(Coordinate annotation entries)
==*==

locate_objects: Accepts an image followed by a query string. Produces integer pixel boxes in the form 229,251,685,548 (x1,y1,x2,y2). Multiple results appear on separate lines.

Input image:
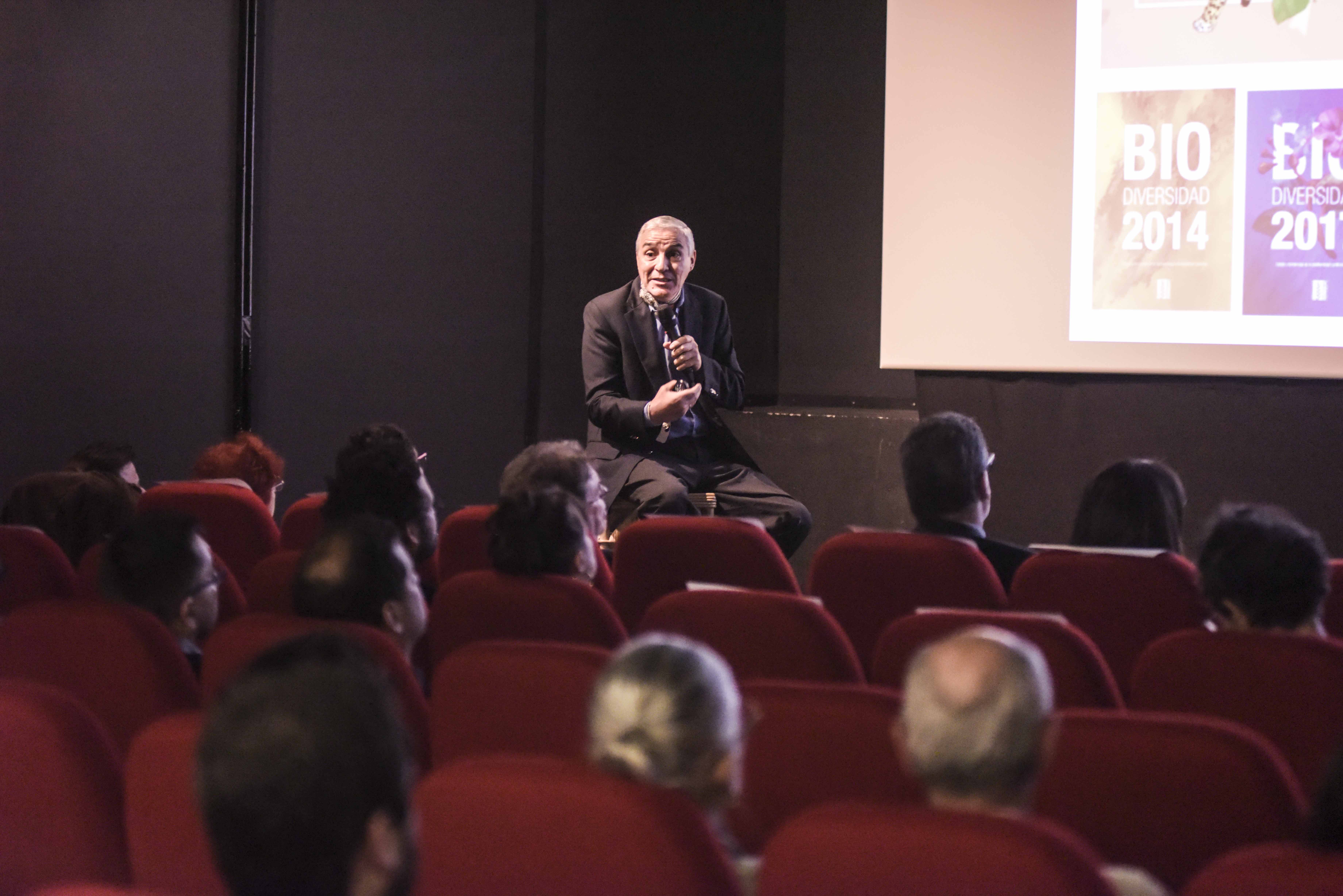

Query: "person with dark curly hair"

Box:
322,423,438,563
0,470,136,565
1198,504,1329,637
489,485,596,582
191,432,285,516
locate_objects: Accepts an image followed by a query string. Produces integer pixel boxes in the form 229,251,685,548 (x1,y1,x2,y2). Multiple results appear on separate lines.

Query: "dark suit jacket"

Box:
583,278,755,501
915,520,1031,591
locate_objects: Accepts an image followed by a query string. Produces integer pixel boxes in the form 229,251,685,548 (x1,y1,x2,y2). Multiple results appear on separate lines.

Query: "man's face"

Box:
634,227,694,302
583,468,606,537
392,543,428,653
187,535,219,644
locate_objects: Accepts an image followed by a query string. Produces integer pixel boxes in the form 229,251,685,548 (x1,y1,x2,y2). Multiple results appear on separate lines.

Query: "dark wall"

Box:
254,0,536,506
779,0,1343,552
540,0,783,438
0,0,238,489
779,0,915,407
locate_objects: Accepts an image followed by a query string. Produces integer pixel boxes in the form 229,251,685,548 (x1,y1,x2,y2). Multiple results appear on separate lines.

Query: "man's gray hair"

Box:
634,215,694,254
901,626,1054,799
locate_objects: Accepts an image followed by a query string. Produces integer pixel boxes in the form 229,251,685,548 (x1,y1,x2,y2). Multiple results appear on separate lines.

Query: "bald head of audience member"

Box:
294,515,428,657
894,626,1054,811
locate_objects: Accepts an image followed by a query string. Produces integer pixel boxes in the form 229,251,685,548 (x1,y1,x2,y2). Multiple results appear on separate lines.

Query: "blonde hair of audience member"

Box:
893,626,1166,896
896,626,1054,811
588,634,744,815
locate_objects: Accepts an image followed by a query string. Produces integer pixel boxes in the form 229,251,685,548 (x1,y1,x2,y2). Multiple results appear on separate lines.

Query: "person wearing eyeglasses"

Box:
900,411,1030,591
191,432,285,516
98,510,222,677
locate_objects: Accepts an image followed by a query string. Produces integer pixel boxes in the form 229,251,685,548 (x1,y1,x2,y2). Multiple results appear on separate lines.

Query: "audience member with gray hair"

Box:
588,633,759,893
893,626,1166,896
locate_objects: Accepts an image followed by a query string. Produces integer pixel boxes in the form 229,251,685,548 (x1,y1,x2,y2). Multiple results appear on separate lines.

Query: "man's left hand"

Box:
662,336,701,371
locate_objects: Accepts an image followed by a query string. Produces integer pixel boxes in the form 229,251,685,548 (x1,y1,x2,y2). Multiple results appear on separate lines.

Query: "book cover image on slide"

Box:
1092,90,1236,312
1244,90,1343,317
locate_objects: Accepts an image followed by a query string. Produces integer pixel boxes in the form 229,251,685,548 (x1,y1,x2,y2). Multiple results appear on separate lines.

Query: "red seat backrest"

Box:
126,712,228,896
756,803,1113,896
430,641,611,767
1036,709,1305,891
200,613,430,768
415,756,740,896
614,516,801,629
279,492,326,551
0,680,130,896
75,544,249,625
247,551,303,614
436,504,494,583
0,525,75,614
424,569,624,666
810,532,1007,664
1182,844,1343,896
872,610,1124,709
1324,560,1343,638
639,588,863,684
731,681,923,852
1010,551,1207,692
0,598,200,755
137,482,279,588
1130,630,1343,793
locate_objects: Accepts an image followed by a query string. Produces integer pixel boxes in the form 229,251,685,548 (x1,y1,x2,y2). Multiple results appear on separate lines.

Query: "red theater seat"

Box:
75,544,249,625
430,641,611,767
1036,709,1305,892
247,551,303,615
424,569,624,666
415,756,740,896
1011,551,1207,689
138,482,279,588
639,590,863,684
0,599,200,755
756,805,1113,896
200,613,430,768
810,532,1007,672
126,712,228,896
0,680,130,896
1130,630,1343,793
0,525,75,614
1182,844,1343,896
614,516,801,629
436,504,494,583
872,610,1124,709
732,681,923,853
279,492,326,551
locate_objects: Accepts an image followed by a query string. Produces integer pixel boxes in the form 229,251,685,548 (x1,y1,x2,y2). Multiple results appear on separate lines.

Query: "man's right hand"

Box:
649,380,704,426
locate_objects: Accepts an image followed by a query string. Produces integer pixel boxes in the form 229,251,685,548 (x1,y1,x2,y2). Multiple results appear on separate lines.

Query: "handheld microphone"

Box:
643,294,690,392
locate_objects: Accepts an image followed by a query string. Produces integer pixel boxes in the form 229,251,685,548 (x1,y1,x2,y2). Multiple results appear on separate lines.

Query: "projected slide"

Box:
1068,0,1343,347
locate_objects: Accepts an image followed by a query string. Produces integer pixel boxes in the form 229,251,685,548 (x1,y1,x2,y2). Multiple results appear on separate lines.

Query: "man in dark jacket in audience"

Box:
892,626,1166,896
900,412,1030,591
196,634,415,896
98,510,220,676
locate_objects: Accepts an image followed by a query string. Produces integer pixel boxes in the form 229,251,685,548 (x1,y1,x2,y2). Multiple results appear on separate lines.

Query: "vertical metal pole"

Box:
522,0,548,445
232,0,261,432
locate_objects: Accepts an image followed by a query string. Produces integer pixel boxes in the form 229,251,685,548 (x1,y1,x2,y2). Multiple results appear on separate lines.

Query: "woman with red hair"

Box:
191,432,285,516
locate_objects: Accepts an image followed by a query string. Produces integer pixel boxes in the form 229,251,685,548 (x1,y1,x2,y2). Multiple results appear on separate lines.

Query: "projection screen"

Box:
881,0,1343,377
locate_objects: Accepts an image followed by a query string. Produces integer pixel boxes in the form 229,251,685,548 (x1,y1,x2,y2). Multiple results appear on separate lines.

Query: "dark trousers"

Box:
620,439,811,556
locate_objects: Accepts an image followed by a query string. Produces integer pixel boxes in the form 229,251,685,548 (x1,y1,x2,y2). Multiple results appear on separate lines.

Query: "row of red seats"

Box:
0,633,1321,896
0,515,1343,786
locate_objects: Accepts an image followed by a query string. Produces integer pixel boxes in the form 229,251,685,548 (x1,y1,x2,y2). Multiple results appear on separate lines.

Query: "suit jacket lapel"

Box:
624,279,667,388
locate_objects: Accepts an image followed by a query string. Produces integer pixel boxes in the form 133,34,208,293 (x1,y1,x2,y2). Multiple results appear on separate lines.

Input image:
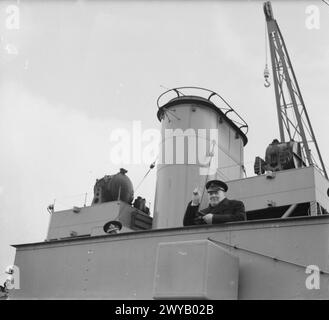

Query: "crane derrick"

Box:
264,1,328,179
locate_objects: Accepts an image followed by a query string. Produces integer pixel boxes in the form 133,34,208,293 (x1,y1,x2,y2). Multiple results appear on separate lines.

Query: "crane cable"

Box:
135,157,158,192
264,22,271,88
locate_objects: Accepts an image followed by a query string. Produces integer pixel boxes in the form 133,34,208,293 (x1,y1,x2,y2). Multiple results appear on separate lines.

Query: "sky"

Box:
0,0,329,283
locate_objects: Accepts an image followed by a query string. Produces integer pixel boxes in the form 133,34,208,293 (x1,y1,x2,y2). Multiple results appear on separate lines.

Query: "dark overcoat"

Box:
183,198,246,226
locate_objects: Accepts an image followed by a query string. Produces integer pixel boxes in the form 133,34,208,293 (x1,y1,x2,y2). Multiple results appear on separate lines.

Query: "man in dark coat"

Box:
183,180,246,226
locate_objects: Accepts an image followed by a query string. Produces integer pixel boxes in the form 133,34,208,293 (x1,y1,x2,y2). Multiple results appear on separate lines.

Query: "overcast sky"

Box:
0,1,329,283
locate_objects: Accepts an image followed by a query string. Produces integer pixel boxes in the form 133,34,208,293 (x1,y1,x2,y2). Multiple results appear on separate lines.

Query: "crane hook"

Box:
264,64,271,88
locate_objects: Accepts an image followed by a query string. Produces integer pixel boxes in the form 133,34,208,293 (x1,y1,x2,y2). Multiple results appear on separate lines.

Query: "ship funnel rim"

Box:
157,87,248,146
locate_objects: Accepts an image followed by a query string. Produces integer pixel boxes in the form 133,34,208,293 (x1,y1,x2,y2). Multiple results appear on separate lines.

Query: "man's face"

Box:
208,190,223,207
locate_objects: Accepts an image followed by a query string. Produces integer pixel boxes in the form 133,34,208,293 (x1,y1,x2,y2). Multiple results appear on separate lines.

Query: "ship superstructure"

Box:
6,3,329,299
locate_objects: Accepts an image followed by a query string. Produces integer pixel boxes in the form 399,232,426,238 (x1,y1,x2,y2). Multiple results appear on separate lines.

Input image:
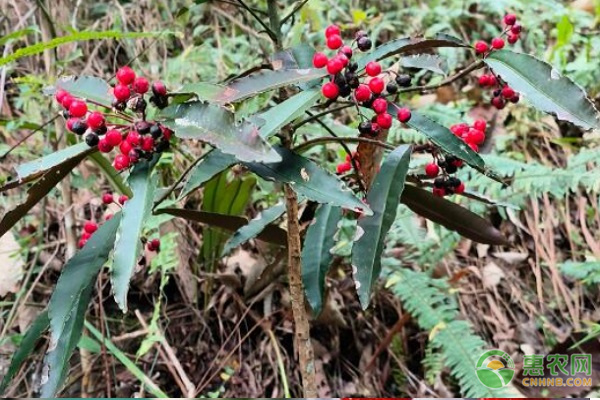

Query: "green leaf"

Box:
400,109,485,170
179,149,237,199
352,145,411,309
111,161,158,312
0,311,50,395
215,68,327,104
484,50,600,130
0,31,164,67
221,203,285,257
246,147,372,215
154,208,287,246
85,321,169,399
357,33,467,69
41,284,94,398
48,213,121,348
402,185,508,245
0,153,87,237
44,75,113,108
302,204,343,315
163,101,281,162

==*==

**Written instruction:** Retype the items word for word, starting with the first line and stopping after the line that contains "187,535,219,644". Leave the pictures out of your answer.

**Result for this exercise:**
locate_objects: Accepts an image followed by a query string. Produces integer pixel boxes in the form 229,251,685,548 (x1,y1,x2,y2). Multiple results appear on separate lines.

Input image:

Query: "person with dark curly hair"

Box:
322,423,438,563
0,470,136,565
1198,504,1329,637
489,485,596,582
191,432,285,516
locate_objects: Accepts an image followed by a query string. Produces integer pixel boxes in the form 229,251,685,548 (x1,y1,x2,y2). Multiple results appear on separate lines.

Query: "dark suit jacket"

Box:
583,278,755,501
915,520,1031,591
locate_objects: Accepts an image followed by a query string. Produces integer pixel boxes in the form 229,251,685,548 (x1,y1,x2,y2). Multiple results appear on separate lines.

Query: "man's face"

Box:
634,227,694,302
583,468,606,537
392,543,428,653
187,535,219,644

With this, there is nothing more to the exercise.